**QUESTIONS ON THE MATERIAL:**
A) Answer these about the text on the Sleep Chair ad:
(i) What was the mother's reading language?
(ii) Why does the writer find the chair that doesn't stand up more comfortable?
(iii) Which three publications does the writer name in the closing lines?
B) From the text on the Sleep Chair ad, copy word for word the stretch from "The Harper’s ad" through "bed and death.".

**PROVIDED PASSAGE:**
—————

Last Writes

The copy of Harper’s has a full-page ad for a Sleep Chair, one of those big recliners that also rises to the occasion when an invalid needs to be stood up and carried by a caretaker to a wheelchair or a bed, in a procedure I learned when my mother was in a rehab hospital. I have a cheap version of that chair in my living room, a real eyesore, bought at a big-box store when my mom was paralyzed from a stroke. There was an earlier one here, bought for my father when he too needed to be moved in and out of it. He liked to sleep in it, my mother hated it.

The fabric in the new one is not as rough and it has a massage option that vibrates up and down the body and which my mother hated even more than the rough-fabric chair this one replaced. These stand-up chairs are the last stations. After them comes 24-hour bed and then death. I don’t sit in this one very much, preferring the one next to it that doesn’t stand up, just as ugly but more comfortable for me because it rocks. I’m the child of a rocking-chair culture. I think of getting a proper rocking chair but don’t get around to it. This ugly thing will do.

The Harper’s ad is a reminder that we who read it are old, waiting to die. My mother didn’t read it or even knew of its existence; Spanish was her reading language. My father preferred Spanish but did read English, but he too did not know of Harper’s existence. I do. I like it. It’s intelligent and literate, like The New Yorker, which I also read because I’m old enough to sit in a reclining chair next to another I can move to when I have a stroke or break my hip, the one that comes before bed and death.

I should subscribe to edgier publications, like the magazines I thumb through at the periodicals stands of good bookstores. Maybe in French, which I can barely read. A design magazine, what language it’s in wouldn’t matter, so might as well pick something in Dutch or Japanese. But I don’t, though I like design. Something edgy, yes. God knows I’ve tried to be edgy, hip, cool, def, flash, fly, knowing all the time that if you have to try you ain’t it. No swing. Don’t mean a thing. So now that no one comes here except family and locals, almost none of whom would know the magazines on my coffee table, and if they were to read them they’d be horrified by their politics, now that I’m Simon of the Panhandle, a double-wide standing for a proper pillar, now I can read without pretense. Harper’s. The New Yorker. TLS. On the reclining chairs. On the way out.

—————

**DATA UNDER STUDY:**
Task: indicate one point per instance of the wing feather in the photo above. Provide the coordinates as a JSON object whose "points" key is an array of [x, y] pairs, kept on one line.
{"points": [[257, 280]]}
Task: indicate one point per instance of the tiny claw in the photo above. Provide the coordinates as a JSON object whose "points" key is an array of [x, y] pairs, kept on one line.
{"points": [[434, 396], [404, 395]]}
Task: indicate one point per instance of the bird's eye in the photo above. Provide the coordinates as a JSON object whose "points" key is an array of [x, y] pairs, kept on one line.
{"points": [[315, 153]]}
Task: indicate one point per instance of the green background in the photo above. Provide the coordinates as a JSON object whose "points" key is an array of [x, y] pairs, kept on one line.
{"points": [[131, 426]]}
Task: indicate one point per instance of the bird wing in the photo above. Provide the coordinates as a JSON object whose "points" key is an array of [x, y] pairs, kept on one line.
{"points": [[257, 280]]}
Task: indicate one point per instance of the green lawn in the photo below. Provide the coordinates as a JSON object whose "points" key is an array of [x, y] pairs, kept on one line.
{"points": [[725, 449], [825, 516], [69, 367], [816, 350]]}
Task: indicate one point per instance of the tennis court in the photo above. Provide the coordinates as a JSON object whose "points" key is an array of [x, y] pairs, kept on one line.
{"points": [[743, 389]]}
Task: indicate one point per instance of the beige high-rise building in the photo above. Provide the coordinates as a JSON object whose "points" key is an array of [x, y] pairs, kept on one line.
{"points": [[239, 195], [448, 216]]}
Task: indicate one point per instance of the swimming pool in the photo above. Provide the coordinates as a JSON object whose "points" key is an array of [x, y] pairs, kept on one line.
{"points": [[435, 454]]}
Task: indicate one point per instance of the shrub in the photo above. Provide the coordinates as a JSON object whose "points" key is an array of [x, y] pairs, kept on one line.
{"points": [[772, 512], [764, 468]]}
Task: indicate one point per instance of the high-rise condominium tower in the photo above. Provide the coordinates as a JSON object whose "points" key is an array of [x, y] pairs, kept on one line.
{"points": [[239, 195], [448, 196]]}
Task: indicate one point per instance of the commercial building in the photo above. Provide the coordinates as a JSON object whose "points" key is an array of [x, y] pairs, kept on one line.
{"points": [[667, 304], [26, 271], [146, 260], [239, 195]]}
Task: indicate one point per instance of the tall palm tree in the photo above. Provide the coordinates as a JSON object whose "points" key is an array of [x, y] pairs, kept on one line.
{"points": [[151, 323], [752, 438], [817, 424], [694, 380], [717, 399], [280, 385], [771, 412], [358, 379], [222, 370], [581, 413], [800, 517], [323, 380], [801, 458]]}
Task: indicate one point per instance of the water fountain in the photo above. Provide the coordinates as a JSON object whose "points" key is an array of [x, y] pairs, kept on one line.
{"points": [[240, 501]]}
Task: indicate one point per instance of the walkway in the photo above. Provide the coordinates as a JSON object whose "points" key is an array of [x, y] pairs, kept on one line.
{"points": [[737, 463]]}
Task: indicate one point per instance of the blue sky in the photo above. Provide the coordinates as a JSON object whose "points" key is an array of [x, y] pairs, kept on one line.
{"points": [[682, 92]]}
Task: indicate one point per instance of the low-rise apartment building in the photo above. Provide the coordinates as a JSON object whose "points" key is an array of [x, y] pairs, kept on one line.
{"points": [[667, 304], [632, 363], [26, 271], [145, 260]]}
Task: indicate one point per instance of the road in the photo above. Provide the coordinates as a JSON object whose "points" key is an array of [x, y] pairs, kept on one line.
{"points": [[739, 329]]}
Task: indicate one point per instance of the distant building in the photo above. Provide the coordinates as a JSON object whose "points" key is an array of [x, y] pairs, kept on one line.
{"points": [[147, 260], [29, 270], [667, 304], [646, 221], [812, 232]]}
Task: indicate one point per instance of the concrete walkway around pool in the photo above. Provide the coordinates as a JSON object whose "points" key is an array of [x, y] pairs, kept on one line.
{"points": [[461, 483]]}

—————

**SOLUTION SET:**
A)
(i) Spanish.
(ii) Because it rocks.
(iii) Harper's, The New Yorker, and TLS.

B)
The Harper’s ad is a reminder that we who read it are old, waiting to die. My mother didn’t read it or even knew of its existence; Spanish was her reading language. My father preferred Spanish but did read English, but he too did not know of Harper’s existence. I do. I like it. It’s intelligent and literate, like The New Yorker, which I also read because I’m old enough to sit in a reclining chair next to another I can move to when I have a stroke or break my hip, the one that comes before bed and death.